TASK BRIEF:
The listing below holds a line with "Query: dense foliage" and a line with "find pedestrian footbridge". Reproduce those two lines exactly, plus everything between them.

MATERIAL FOR THIS TASK:

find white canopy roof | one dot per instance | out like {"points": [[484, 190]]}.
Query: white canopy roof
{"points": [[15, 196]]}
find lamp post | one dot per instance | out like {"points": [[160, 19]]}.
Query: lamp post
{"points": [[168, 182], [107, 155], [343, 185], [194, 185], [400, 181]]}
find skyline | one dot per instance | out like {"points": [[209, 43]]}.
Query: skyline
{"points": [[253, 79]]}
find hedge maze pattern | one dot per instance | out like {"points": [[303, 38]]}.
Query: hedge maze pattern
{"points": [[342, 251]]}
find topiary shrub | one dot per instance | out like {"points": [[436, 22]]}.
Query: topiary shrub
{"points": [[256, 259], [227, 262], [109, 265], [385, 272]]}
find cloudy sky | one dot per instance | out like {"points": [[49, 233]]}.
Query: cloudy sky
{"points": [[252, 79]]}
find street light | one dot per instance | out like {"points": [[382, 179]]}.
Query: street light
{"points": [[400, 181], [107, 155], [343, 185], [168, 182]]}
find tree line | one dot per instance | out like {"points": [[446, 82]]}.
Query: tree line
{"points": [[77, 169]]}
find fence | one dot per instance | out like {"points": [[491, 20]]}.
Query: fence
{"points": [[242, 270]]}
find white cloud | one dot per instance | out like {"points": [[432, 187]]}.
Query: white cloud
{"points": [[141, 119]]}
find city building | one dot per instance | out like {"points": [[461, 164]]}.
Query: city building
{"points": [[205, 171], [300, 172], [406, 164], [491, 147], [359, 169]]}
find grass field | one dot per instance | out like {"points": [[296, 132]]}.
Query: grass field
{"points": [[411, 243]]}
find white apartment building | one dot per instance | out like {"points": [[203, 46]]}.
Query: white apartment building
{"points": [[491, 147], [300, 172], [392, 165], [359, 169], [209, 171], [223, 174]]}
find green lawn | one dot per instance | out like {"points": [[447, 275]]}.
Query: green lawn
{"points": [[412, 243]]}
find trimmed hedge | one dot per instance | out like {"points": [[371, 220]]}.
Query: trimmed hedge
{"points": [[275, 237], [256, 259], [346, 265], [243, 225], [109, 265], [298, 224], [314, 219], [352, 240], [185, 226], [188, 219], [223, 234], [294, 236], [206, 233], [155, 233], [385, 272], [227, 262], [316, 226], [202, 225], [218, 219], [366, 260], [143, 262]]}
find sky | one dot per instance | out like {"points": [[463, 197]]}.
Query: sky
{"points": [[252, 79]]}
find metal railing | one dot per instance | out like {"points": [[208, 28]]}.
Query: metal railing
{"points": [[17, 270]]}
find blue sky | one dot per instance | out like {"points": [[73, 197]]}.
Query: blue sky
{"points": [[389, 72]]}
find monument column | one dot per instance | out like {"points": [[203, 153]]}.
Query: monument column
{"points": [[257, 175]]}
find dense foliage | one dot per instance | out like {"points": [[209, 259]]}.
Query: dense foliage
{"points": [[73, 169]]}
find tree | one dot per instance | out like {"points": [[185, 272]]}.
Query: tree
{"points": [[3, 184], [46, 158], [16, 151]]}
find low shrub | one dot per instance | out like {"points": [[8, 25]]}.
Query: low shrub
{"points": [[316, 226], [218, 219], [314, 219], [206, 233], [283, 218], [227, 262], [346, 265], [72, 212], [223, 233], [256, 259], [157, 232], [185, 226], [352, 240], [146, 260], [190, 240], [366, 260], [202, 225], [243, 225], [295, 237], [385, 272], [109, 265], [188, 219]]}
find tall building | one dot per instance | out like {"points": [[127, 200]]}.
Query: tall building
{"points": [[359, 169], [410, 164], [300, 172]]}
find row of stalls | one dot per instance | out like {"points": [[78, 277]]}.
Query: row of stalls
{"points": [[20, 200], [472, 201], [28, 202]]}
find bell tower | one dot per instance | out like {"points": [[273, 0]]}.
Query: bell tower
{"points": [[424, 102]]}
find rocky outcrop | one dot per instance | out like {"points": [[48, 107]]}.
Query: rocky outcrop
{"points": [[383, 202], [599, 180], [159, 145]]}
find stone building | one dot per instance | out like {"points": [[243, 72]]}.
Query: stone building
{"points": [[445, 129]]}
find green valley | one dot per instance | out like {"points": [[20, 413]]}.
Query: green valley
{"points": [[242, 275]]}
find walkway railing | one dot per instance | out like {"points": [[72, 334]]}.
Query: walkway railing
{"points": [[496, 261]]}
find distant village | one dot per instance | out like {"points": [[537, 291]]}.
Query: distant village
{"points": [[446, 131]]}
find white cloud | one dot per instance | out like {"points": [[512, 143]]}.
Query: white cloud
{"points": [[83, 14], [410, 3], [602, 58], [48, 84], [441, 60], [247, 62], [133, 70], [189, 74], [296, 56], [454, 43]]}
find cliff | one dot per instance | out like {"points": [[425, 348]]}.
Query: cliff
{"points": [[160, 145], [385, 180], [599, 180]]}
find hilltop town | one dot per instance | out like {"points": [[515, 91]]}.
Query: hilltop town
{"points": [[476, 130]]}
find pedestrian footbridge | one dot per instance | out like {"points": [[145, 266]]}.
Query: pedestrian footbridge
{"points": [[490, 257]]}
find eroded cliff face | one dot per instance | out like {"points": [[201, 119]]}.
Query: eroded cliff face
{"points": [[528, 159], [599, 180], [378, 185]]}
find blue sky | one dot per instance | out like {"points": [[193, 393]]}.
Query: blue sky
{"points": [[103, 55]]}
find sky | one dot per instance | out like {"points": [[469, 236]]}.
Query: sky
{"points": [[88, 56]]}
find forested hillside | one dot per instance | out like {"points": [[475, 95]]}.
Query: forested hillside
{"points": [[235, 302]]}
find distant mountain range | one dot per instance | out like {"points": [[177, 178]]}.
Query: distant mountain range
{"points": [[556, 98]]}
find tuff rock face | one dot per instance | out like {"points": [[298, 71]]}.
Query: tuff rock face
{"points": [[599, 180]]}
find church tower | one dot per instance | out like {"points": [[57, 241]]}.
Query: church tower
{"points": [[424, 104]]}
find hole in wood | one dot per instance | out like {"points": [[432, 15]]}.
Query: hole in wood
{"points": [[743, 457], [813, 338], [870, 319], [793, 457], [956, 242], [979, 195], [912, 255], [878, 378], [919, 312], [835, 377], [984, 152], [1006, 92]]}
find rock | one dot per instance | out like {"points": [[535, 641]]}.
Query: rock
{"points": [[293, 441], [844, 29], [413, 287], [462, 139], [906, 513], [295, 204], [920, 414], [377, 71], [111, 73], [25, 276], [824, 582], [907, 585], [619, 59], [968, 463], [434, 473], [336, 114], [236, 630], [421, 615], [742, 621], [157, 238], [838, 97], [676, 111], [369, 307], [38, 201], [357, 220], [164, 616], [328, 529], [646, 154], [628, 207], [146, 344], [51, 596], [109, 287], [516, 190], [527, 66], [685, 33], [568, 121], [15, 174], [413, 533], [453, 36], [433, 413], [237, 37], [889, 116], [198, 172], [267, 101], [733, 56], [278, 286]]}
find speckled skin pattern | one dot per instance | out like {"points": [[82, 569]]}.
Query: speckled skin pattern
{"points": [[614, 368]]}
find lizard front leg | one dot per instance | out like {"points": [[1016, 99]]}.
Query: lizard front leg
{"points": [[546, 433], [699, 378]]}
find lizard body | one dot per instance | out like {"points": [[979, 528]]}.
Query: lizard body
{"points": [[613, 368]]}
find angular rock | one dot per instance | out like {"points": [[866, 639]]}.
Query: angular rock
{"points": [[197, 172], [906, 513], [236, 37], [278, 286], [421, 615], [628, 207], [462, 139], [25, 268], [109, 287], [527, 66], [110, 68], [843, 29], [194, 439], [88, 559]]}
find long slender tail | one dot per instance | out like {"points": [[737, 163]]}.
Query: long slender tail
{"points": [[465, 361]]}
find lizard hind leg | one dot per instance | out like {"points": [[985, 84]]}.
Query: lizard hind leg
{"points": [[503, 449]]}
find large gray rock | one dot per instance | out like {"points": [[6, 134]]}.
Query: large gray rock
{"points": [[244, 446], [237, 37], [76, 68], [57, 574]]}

WORKED SOLUTION:
Query: dense foliage
{"points": [[73, 169]]}
find tree | one dot per instance | out like {"points": [[185, 272]]}.
Query: tree
{"points": [[3, 184], [46, 158], [16, 151]]}
find low shrub | one dot per instance | out like {"points": [[8, 25]]}.
Query: low shrub
{"points": [[316, 226], [218, 219], [314, 219], [206, 233], [283, 218], [227, 262], [346, 265], [72, 212], [223, 233], [256, 259], [157, 232], [185, 226], [352, 240], [146, 260], [190, 240], [366, 260], [202, 225], [243, 225], [295, 237], [385, 272], [109, 265], [188, 219]]}
find tall building | one dot per instance | out like {"points": [[127, 200]]}.
Query: tall building
{"points": [[359, 169], [410, 164], [300, 172]]}
find row of stalls | one dot per instance | out like {"points": [[78, 277]]}.
Query: row of stalls
{"points": [[20, 200], [472, 201], [28, 202]]}
find bell tower | one dot per instance | out like {"points": [[273, 0]]}.
Query: bell tower
{"points": [[424, 102]]}
find rocky outcrop | one dot per instance | out like {"points": [[48, 107]]}.
Query: rocky outcrop
{"points": [[383, 202], [599, 180], [159, 145]]}
find stone building | one dot per instance | out like {"points": [[243, 72]]}.
Query: stone building
{"points": [[445, 129]]}
find green valley | one dot per instance | out like {"points": [[20, 413]]}.
Query: green valley
{"points": [[242, 275]]}
find walkway railing | one dot per instance | out like {"points": [[72, 334]]}.
Query: walkway railing
{"points": [[496, 261]]}
find distant village | one dot per instance | out like {"points": [[537, 291]]}.
Query: distant village
{"points": [[446, 131]]}
find white cloud | one dot per instance | out like {"points": [[512, 143]]}.
Query: white cloud
{"points": [[83, 14], [410, 3], [602, 58], [48, 84], [441, 60], [247, 62], [133, 70], [189, 74], [296, 56], [454, 43]]}
find cliff | one dot per instance | out like {"points": [[425, 348]]}.
Query: cliff
{"points": [[160, 145], [385, 180], [599, 180]]}
find hilltop town | one dot per instance | out like {"points": [[515, 91]]}.
Query: hilltop town
{"points": [[476, 130]]}
find pedestrian footbridge | one dot per instance | out like {"points": [[145, 266]]}.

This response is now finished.